* **Requirements**:
Render each line of the listing below as a JSON list of strings, one string per line, skipping blank lines. Leave the pictures out of your answer.

* **Information given**:
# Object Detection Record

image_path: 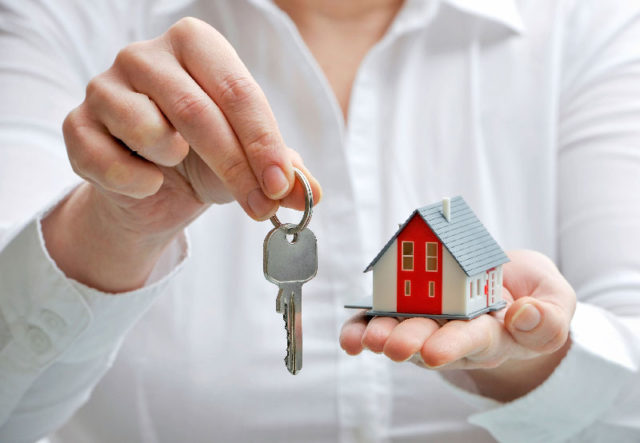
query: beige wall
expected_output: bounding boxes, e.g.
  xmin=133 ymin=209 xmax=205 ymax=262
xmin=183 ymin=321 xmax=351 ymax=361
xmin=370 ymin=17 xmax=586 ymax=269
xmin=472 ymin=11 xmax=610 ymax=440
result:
xmin=442 ymin=250 xmax=468 ymax=314
xmin=373 ymin=240 xmax=398 ymax=312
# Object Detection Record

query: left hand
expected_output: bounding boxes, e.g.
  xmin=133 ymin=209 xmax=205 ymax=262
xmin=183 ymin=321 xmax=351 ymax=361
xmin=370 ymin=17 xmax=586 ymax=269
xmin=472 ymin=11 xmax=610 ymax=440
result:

* **Complete response**:
[
  "# Object Detection Record",
  "image_path: ",
  "query: beige wall",
  "expected_output: bounding boxes, e.g.",
  "  xmin=133 ymin=209 xmax=205 ymax=262",
  "xmin=183 ymin=321 xmax=351 ymax=361",
  "xmin=370 ymin=17 xmax=586 ymax=269",
  "xmin=472 ymin=11 xmax=610 ymax=440",
  "result:",
  "xmin=442 ymin=250 xmax=468 ymax=314",
  "xmin=373 ymin=240 xmax=398 ymax=312",
  "# Object Detection Record",
  "query: left hand",
  "expected_output: bounding boxes, e.g.",
  "  xmin=133 ymin=209 xmax=205 ymax=262",
  "xmin=183 ymin=321 xmax=351 ymax=361",
  "xmin=370 ymin=17 xmax=586 ymax=269",
  "xmin=472 ymin=11 xmax=610 ymax=440",
  "result:"
]